Problems ::
1. Duplicate the stretch of the SoftCast passage from "Examples of the" through "of the signal.".
2. According to the SoftCast passage, which compression techniques create dependencies across packets? List every one it names.

Given text ::
⁂
In this experiment, both SoftCast and MPEG-4 encode the same video at various compression levels. For example, a compression level of 0.3 corresponds to reducing the video to 30% of its original size. The compressed video is decoded, and plot the PSNR of the decoded video as a function of the compression level.
Referring to FIG. 14, the efficiency of SoftCast's compression is comparable to MPEG-4. Specifically, the PSNR of SoftCast is within 0.5 dB of the PSNR of MPEG-4 for all compression levels. By avoiding compression techniques that create dependencies across packets such as Huffman coding, differential encoding, and motion compensation, SoftCast pays a small cost of 0.5 dB in terms of compression efficiency, but in return, obtains significant improvements in resilience to packet loss and channel errors.

7 Implementations and Alternatives

Examples of the techniques described above may be applied to communication over wired or wireless media. Examples of communication over wired media include communication over cable television or DSL circuits. In the case of communication over cable networks, a single signal may be transmitted to multiple subscribers, each of which may experience different degrees of degradation of the signal.
Embodiments of the approaches described above may be implemented in hardware, in software, or in a combination of hardware or software. The software may include instructions embodied on a tangible machine readable medium, such as a solid state memory, or embodied in a transmission medium in a form readable by a machine. The instructions may include instructions for causing a physical or virtual processor to perform steps of the approaches described above. In some software implementations, the PHY layer provides an interface that accepts data for transmission from software applications such that some accepted data is modulated in analog form and some is modulated in digital form. For instance, the interface accepts an indication of which data should be modulated in each form. Hardware implementations may include, for example, general purpose or reconfigurable circuitry, or custom (e.g., application specific) integrated circuits.
It is to be understood that the foregoing description is intended to illustrate and not to limit the scope of the invention, which is defined by the scope of the appended claims. Other embodiments are within the scope of the following claims.
⁂
Excerpted data ::
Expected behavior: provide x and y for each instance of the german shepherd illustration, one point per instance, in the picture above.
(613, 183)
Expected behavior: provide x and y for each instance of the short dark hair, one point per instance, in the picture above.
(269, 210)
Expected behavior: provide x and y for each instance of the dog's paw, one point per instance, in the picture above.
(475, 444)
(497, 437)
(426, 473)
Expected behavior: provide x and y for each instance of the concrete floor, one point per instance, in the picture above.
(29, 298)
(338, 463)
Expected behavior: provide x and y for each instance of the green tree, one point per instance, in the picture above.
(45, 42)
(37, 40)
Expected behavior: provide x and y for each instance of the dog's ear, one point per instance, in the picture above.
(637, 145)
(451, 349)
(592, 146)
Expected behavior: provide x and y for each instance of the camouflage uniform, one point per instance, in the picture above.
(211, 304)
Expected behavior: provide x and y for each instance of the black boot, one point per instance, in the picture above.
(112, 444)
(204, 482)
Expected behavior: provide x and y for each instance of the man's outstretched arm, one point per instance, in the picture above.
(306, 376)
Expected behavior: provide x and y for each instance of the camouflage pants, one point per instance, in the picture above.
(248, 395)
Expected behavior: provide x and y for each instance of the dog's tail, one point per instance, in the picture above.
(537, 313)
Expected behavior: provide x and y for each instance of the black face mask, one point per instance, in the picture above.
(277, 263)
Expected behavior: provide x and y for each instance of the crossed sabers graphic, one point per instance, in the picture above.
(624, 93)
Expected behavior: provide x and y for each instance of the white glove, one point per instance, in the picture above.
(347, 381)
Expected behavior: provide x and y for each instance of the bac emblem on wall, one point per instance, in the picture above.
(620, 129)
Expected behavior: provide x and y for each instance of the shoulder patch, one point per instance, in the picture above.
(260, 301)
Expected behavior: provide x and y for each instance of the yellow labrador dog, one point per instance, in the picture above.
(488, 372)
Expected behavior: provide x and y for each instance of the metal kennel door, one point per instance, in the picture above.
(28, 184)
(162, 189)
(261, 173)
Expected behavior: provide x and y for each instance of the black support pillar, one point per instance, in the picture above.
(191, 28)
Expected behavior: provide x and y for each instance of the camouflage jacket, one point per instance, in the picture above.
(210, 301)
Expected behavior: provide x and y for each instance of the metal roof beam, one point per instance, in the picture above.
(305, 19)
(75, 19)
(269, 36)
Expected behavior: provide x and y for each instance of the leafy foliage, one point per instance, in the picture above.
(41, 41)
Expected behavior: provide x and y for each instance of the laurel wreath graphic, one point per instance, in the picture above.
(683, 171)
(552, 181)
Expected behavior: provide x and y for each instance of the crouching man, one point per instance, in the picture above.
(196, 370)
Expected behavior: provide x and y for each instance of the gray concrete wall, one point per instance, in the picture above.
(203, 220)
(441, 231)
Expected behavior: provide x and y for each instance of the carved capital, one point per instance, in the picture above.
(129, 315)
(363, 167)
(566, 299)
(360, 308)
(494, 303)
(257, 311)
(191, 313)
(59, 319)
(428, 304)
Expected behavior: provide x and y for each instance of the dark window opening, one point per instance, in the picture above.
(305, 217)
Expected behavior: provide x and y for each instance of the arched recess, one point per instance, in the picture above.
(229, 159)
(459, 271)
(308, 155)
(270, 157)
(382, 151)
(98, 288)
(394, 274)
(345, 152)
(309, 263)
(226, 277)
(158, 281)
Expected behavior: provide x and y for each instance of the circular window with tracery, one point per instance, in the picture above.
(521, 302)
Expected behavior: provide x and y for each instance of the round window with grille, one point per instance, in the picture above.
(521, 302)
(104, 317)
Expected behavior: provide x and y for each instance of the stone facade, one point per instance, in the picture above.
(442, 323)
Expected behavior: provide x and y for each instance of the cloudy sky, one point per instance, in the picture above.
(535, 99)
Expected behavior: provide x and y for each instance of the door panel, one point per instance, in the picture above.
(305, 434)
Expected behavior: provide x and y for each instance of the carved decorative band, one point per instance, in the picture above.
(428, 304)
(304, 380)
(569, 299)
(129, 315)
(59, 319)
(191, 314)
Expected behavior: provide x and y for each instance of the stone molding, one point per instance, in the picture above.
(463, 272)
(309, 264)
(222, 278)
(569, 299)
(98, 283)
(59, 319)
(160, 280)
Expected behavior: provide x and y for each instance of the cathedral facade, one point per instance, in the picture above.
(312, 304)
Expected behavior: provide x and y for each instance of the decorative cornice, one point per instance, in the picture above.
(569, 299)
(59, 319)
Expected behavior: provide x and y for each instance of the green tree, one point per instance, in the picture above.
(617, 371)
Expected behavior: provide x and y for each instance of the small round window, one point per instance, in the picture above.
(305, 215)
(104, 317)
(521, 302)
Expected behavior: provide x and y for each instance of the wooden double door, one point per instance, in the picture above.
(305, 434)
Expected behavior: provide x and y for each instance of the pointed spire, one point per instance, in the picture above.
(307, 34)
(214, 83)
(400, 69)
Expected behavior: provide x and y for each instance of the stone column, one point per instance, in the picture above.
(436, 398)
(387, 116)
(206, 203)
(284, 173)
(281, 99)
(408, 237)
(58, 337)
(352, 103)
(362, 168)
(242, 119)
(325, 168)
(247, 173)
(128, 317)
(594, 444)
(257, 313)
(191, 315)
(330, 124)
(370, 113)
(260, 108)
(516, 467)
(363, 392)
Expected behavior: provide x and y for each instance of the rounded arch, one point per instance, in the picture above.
⁂
Written responses ::
1.
Examples of the techniques described above may be applied to communication over wired or wireless media. Examples of communication over wired media include communication over cable television or DSL circuits. In the case of communication over cable networks, a single signal may be transmitted to multiple subscribers, each of which may experience different degrees of degradation of the signal.

2. Huffman coding, differential encoding, and motion compensation.